PROVIDED TEXT:
┌────────
Hospitals to be an industry under Ayushman Bharat

The present government has announced plans to make hospitals into an “industry” under the Ayushman Bharat health insurance scheme and also give help to private hospitals such as land and funding. The government has issued broad guidelines for private investments into setting up hospitals in Tier 2 and Tier 3 cities. Three categories of hospitals have been defined under these guidelines:

  • Model I: Doctor owner (30-50 beds)
  • Model II: Doctor manager partnership-Multispecialty (100 beds)
  • Model III: Multispecialty (100 or more beds)

The government will incentivise setting up of private hospitals like allotting unencumbered land to private hospitals on lease or through bidding, providing funding for projects which are deemed unviable by the private sector and speeding up clearances through special windows with specific timelines, compulsory empanelment of the hospitals for PMJAY and other Government schemes and ensure timely payments for services.

In order for the government to provide this funding to private hospitals under ‘Viability Gap Funding’ (VGF), the hospitals would now be classified as an “industry”.
└────────
Photo-based referring expression records:
┌────────
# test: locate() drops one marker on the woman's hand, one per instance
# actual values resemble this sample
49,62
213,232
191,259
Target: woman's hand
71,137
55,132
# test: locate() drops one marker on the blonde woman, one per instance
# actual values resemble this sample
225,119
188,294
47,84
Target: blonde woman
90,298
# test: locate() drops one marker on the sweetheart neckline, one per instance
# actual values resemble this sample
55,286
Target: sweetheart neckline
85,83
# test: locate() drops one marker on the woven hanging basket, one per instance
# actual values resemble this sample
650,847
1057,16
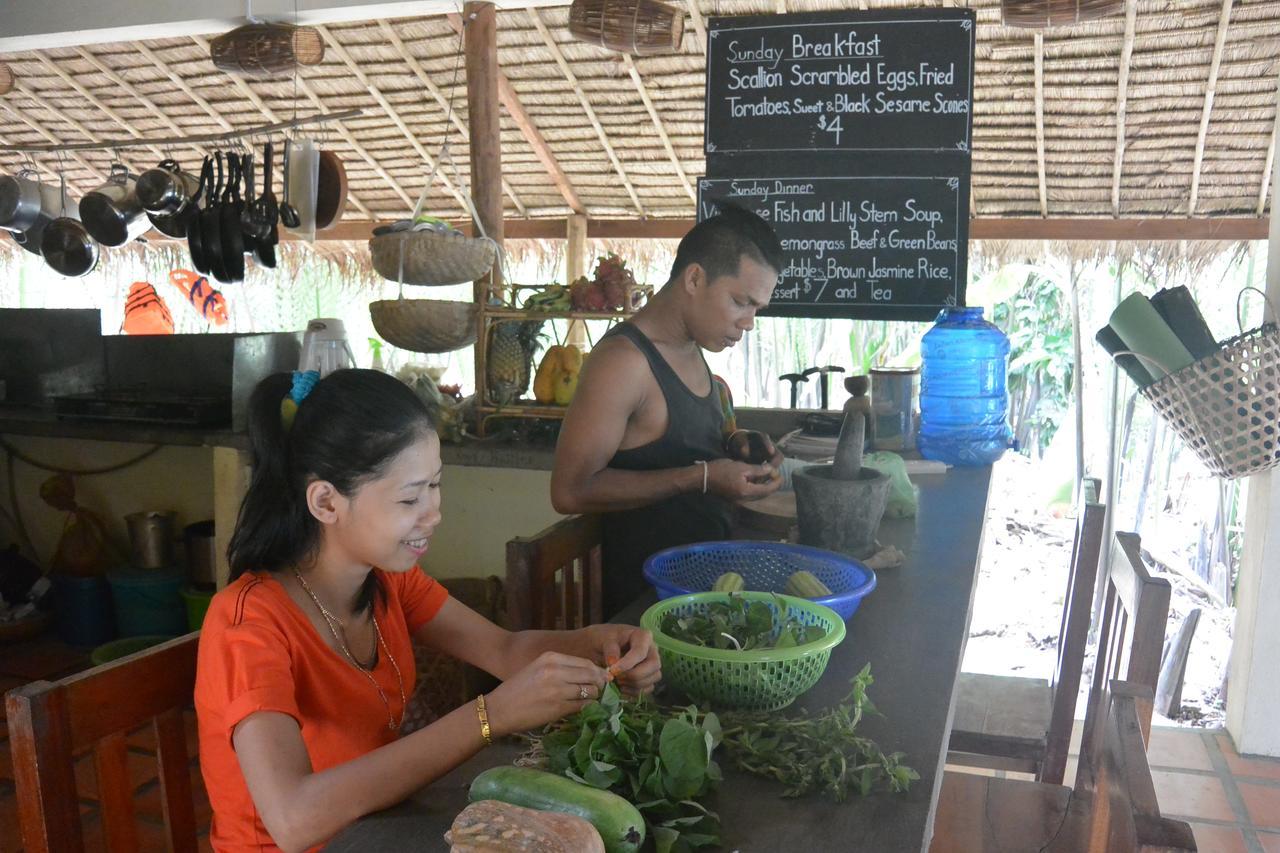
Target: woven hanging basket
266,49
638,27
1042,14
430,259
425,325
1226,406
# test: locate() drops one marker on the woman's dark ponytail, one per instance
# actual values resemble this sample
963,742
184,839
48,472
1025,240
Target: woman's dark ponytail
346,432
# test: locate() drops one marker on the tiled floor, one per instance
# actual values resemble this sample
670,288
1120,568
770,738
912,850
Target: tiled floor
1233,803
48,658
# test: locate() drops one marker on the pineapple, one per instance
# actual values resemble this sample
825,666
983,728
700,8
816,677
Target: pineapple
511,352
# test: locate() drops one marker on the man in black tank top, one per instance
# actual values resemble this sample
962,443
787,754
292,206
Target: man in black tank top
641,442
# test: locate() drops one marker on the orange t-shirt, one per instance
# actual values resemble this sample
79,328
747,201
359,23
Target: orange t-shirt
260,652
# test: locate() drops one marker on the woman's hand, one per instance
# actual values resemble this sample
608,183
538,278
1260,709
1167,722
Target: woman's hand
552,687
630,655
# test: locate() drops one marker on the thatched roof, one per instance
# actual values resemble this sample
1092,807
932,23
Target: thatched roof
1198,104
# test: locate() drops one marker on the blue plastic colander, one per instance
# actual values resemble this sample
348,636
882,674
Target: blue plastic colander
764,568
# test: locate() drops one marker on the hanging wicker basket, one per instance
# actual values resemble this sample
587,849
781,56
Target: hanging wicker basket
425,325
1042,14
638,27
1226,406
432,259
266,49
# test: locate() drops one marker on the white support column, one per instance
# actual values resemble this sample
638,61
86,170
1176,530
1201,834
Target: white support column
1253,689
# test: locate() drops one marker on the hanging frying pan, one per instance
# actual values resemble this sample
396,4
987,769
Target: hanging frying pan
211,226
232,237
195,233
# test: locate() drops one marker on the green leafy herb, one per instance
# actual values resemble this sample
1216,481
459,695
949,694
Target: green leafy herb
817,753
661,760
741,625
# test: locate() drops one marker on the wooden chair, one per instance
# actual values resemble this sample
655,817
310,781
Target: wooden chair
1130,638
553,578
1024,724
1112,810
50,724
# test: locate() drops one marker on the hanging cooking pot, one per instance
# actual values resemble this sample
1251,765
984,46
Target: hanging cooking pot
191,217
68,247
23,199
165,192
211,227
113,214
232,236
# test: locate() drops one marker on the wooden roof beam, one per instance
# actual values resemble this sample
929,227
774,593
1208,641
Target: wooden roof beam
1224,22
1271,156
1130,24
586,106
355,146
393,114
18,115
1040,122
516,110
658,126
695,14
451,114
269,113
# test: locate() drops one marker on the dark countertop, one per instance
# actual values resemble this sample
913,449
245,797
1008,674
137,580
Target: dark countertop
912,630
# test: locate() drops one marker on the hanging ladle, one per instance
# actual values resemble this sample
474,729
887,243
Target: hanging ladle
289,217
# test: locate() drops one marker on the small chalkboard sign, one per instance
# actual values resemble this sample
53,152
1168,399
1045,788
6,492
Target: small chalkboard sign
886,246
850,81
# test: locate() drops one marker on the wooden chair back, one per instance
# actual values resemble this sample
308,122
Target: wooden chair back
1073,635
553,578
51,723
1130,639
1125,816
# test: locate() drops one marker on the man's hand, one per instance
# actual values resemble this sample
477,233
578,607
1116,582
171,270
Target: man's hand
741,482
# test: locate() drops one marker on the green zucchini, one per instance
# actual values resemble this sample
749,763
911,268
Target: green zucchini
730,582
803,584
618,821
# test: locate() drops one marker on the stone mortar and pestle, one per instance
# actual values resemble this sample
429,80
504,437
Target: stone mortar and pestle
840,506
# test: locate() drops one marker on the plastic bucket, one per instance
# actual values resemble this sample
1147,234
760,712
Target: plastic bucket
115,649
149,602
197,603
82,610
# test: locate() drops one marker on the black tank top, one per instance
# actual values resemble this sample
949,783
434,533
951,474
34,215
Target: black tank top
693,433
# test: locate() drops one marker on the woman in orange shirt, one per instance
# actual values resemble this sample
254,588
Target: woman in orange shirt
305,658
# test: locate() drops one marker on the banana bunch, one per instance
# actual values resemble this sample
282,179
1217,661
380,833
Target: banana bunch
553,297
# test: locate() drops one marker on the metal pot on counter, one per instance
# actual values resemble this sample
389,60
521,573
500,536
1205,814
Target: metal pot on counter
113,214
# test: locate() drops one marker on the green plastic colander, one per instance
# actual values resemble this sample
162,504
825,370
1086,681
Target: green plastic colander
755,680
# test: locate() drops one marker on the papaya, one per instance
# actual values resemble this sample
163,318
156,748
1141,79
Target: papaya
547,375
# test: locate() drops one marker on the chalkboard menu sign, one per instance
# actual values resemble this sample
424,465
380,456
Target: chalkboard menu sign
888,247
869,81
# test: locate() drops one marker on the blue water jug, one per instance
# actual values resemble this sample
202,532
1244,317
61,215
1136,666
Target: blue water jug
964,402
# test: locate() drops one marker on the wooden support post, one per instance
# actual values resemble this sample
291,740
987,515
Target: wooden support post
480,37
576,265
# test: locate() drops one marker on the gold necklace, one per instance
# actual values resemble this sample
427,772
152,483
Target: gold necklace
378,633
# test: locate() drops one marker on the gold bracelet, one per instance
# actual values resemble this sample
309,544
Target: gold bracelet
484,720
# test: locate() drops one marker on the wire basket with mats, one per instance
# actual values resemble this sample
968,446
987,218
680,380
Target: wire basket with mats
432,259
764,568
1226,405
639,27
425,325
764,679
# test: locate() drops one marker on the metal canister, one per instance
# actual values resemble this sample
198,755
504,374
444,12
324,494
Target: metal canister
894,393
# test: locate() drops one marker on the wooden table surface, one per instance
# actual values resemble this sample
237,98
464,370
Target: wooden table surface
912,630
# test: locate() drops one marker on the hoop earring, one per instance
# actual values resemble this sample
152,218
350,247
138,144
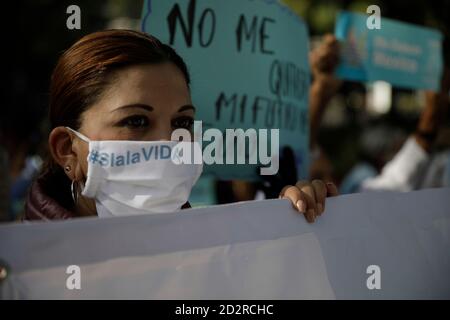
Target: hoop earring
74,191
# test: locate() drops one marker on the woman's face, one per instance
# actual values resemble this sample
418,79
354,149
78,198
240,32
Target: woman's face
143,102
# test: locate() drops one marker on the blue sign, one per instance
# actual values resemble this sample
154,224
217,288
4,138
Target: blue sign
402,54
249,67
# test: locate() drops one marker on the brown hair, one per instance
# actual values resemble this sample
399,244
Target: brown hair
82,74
└────────
DIRECTIONS:
(1) Reproduce the passage from the Ayushman Bharat hospitals text verbatim, beginning at the words "Hospitals to be" and stopping after "partnership-Multispecialty (100 beds)".
(2) In the Ayushman Bharat hospitals text, what bed range is given for the Model I doctor-owner hospital?

TASK-BY-TASK ANSWERS:
(1)
Hospitals to be an industry under Ayushman Bharat

The present government has announced plans to make hospitals into an “industry” under the Ayushman Bharat health insurance scheme and also give help to private hospitals such as land and funding. The government has issued broad guidelines for private investments into setting up hospitals in Tier 2 and Tier 3 cities. Three categories of hospitals have been defined under these guidelines:

  • Model I: Doctor owner (30-50 beds)
  • Model II: Doctor manager partnership-Multispecialty (100 beds)

(2) 30-50 beds.